*Excerpted passage*
In [1]:
!python -m pip install git+https://github.com/VissaMoutafis/opacus.git@35b88529db696444a87d166ca429232d46495658

In [2]:
!pip install hiplot 
!pip install GPUtil

In [3]:
import numpy as np
import pandas as pd
import matplotlib.pyplot as plt
import hiplot as hip

from sklearn.model_selection import train_test_split
from sklearn.metrics import accuracy_score
import torch
from torch import nn
import torch.nn.functional as F
import torch.optim as optim

import tensorflow as tf
from tensorflow import keras
from tensorflow.keras import layers, models, datasets
from tqdm.notebook import tqdm

# kaggle set up line
!cp ../input/mia-v2 mia_v2 -r 

from mia_v2.torch2tf import *
from mia_v2.attack_model import *
from mia_v2.label_only import *
from mia_v2.shadow_models import *
from mia_v2.utilities import *
from mia_v2.wrappers import ConfidenceVectorAttack, LabelOnlyAttack

from opacus import PrivacyEngine

from math import log, inf

device = torch.device("cuda:0" if torch.cuda.is_available() else "cpu")
print(device)

import warnings
warnings.simplefilter("ignore")

In [4]:
ATTACKER_DATASET_SIZE = 10000
SHADOW_MODELS = 10
SHADOW_DATASET_SIZE = 5000
TARGET_DATASET_SIZES = [2500, 5000, 7500]
EPSILON_PER_STEP = [log(50), log(20), log(15)]
MAX_GRAD_NORMS = 1
EPOCHS = 50
SAMPLE_TRAINS = 10
TEST_SET_SIZE = 0.3

prec = []
rec = []
auc = []
model_vuln = [] # model vulnerability metric
model_acc = [] # accuracy of model

In [5]:
def create_target_model():
    target_model = TargetModel()
    criterion = nn.CrossEntropyLoss
    optimizer = {'builder':optim.Adam, 'args':{'lr':0.001}}
    igniter = TfIgniter((3, 32, 32), (32, 32, 3), target_model, device)

*Excerpted data*
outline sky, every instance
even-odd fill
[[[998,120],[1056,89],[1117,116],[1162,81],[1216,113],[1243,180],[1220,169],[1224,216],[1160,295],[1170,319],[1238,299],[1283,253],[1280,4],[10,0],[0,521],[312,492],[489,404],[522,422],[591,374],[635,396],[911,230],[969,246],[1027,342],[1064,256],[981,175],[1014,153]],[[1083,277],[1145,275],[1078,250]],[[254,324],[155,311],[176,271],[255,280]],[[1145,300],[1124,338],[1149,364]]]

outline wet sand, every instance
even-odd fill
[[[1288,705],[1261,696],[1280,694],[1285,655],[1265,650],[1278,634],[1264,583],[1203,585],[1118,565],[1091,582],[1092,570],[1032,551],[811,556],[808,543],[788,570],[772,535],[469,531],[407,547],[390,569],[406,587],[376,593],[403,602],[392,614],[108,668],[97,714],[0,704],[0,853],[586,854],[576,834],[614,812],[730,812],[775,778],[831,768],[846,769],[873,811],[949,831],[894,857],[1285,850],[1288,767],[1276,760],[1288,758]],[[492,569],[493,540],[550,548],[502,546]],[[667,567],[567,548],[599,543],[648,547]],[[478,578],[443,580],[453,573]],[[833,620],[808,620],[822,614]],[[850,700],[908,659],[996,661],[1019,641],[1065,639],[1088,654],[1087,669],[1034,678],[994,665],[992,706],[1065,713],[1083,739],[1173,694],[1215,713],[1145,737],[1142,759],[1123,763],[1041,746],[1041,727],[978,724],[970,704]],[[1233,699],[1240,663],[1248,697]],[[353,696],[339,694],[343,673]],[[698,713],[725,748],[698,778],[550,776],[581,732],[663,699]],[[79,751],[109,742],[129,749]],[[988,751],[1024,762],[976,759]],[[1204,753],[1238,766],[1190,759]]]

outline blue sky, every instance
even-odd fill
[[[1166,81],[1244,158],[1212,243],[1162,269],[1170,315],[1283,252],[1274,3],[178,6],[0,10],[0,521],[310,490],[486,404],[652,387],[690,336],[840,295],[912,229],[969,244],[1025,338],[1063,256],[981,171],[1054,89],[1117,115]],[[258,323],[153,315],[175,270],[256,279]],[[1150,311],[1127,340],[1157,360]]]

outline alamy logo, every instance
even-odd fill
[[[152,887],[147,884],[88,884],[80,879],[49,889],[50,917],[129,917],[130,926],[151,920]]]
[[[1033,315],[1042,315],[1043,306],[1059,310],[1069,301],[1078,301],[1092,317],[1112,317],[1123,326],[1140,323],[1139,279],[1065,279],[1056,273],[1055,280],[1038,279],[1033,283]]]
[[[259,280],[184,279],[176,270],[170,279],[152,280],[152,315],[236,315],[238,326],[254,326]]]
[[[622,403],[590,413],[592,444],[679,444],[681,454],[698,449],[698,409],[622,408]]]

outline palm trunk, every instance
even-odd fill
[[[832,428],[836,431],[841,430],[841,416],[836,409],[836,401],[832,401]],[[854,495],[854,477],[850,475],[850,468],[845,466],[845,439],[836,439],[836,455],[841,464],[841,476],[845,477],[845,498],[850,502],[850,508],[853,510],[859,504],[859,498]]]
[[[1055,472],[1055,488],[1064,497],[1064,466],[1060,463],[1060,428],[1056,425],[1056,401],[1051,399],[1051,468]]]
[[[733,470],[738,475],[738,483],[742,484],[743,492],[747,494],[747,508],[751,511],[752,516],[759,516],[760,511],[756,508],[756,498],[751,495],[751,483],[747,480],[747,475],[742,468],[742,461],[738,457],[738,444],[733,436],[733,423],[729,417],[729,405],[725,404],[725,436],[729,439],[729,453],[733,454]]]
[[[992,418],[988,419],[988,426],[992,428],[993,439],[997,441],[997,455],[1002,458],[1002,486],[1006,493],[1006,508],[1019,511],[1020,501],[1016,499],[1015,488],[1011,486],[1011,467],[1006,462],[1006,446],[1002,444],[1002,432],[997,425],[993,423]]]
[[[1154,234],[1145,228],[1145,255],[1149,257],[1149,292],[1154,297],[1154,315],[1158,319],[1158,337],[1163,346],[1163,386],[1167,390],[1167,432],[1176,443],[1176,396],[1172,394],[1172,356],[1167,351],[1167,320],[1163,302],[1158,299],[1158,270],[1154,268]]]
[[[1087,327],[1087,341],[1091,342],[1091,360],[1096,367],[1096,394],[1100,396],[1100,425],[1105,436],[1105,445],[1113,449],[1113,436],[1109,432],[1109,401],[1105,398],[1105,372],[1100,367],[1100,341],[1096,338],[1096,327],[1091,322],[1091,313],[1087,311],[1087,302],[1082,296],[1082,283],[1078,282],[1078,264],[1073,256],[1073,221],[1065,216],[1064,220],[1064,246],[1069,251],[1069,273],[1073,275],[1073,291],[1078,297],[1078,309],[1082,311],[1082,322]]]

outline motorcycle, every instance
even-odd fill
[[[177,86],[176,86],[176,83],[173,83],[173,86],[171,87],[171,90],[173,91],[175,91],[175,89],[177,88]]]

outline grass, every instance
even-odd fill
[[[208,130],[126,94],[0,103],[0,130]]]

*Stated exercise 1*
In the Opacus notebook, what learning rate is passed to the Adam optimizer?
*Stated exercise 2*
Pick up the Opacus notebook from its last line and write the code that comes next.

*Expected answer 1*
0.001

*Expected answer 2*
    return igniter

def fit_model(igniter, train_images, train_labels, test_images, test_labels, epochs, privacy=None):
    if privacy is not None:
        igniter.fit(train_images, 
                    train_labels, 
                    validation_data=(test_images, test_labels), 
                    verbose=True, 
                    privacy=privacy, 
                    epochs=epochs, 
                    batch_size =16, 
                    es=CustomEarlyStopping(patience=10, min_delta=2e-5), optimizer=optimizer, criterion=criterion)
    else:
        igniter.fit(train_images, 
                    train_labels, 
                    validation_data=(test_images, test_labels), 
                    verbose=True, 
                    epochs=epochs, 
                    batch_size =16, 
                    es=CustomEarlyStopping(patience=10, min_delta=2e-5), optimizer=optimizer, criterion=criterion)

In [6]:
def perform_attack(attack, target_model, train_images, train_labels, test_images, test_labels, configs):
    attack.target_model = target_model
    attack.target_dataset = (train_images, train_labels)
    score_ = attack.evaluate_attack()
    min_d_size = min(len(test_images), len(train_images))
    auc.append({**configs, 'AUC Score' : score_[1]
      })
    rec.append({**configs, 'Recall' : score_[0]['macro avg']['recall']
      })
    prec.append({**configs, 'Precision' : score_[0]['macro avg']['precision']
      })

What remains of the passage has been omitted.